### Document excerpt
^^^^^^^^
The diagnostic procedure varies from one vehicle to another, but if your car heater is blowing cold, then a good place to start is with the coolant. If the coolant is low, then there may be air in the heater core, which would explain why your heater isn’t working. Find and fix the leak, fill it up, and that may be the end of it. If the coolant is full, then a good way to check the operation of a few important components is to grab a non-contact infrared thermometer. That will allow you to check whether the coolant is heating up properly, as a stuck thermostat can cause a heater to not function properly. An infrared thermometer will also allow you to check the input and output hoses on the heater core. If the output line is cold, then you might have a plugged heater core or a valve that isn’t opening.
 
 
Inside the vehicle, problems like a bad blower motor, heater switch, blend door, or blower motor resistor can cause the heater to not work. If you can identify the specific component that failed, you can replace it and you’ll have heat again. Otherwise, you’ll have to pay someone to do the diagnostic work for you.
^^^^^^^^
### Material shown
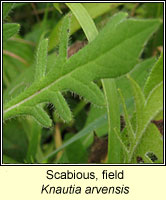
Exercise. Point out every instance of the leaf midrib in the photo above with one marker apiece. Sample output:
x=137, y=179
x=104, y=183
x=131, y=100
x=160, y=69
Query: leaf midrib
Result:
x=65, y=75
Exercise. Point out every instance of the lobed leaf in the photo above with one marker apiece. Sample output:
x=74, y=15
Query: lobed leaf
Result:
x=88, y=65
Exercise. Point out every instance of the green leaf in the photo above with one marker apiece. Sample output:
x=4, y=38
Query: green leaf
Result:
x=94, y=9
x=88, y=65
x=84, y=20
x=88, y=129
x=15, y=141
x=35, y=133
x=41, y=60
x=8, y=160
x=151, y=142
x=155, y=77
x=127, y=120
x=64, y=36
x=75, y=153
x=154, y=103
x=9, y=29
x=6, y=9
x=114, y=146
x=139, y=100
x=146, y=110
x=57, y=6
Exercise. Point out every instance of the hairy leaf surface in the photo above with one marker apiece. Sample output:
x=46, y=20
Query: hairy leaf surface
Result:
x=120, y=48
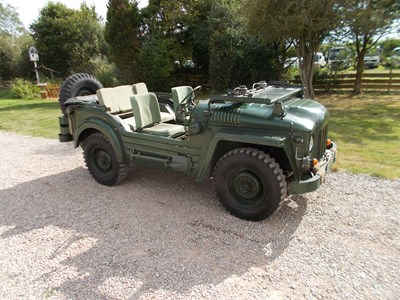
^^^^^^^^
### Apply what you read
(a) Repeat word for word the stretch of the car heater passage from "Inside the vehicle, problems" through "work for you.".
(b) List the components inside the vehicle that the car heater passage says can cause the heater to not work.
(c) Pick up the car heater passage after its final sentence and write a continuation.

### Exercise responses
(a)
Inside the vehicle, problems like a bad blower motor, heater switch, blend door, or blower motor resistor can cause the heater to not work. If you can identify the specific component that failed, you can replace it and you’ll have heat again. Otherwise, you’ll have to pay someone to do the diagnostic work for you.

(b) blower motor, heater switch, blend door, blower motor resistor

(c)
 
Most car heater problems aren’t really a big deal if you just leave them be until you have the money to fix the failed component, but a leaking heater core is a big exception to that. If your heater doesn’t work because the heater core is leaking, you could end up dealing with a bunch of sticky, smelly antifreeze on the floor of your car, and the engine could even overheat if the coolant level gets too low. The quick fix for this problem, if you can’t afford the repair bill, is to bypass the heater core. You can do this yourself by cutting the heater hoses where they attach to the heater core and then splicing them together, so long as you make sure to tighten the splice with good worm gear clamps and route the spliced hoses so they don’t rest on a hot surface like an exhaust manifold or fall into the engine belts and pulleys.
 
If you don’t feel comfortable bypassing your own heater core, a sympathetic mechanic should be able to do the job relatively inexpensively, unless the heater core is exceptionally difficult to access. Once the heater core is bypassed, you can either tough out the cold or explore some car heater alternatives that might be enough to get you through the winter.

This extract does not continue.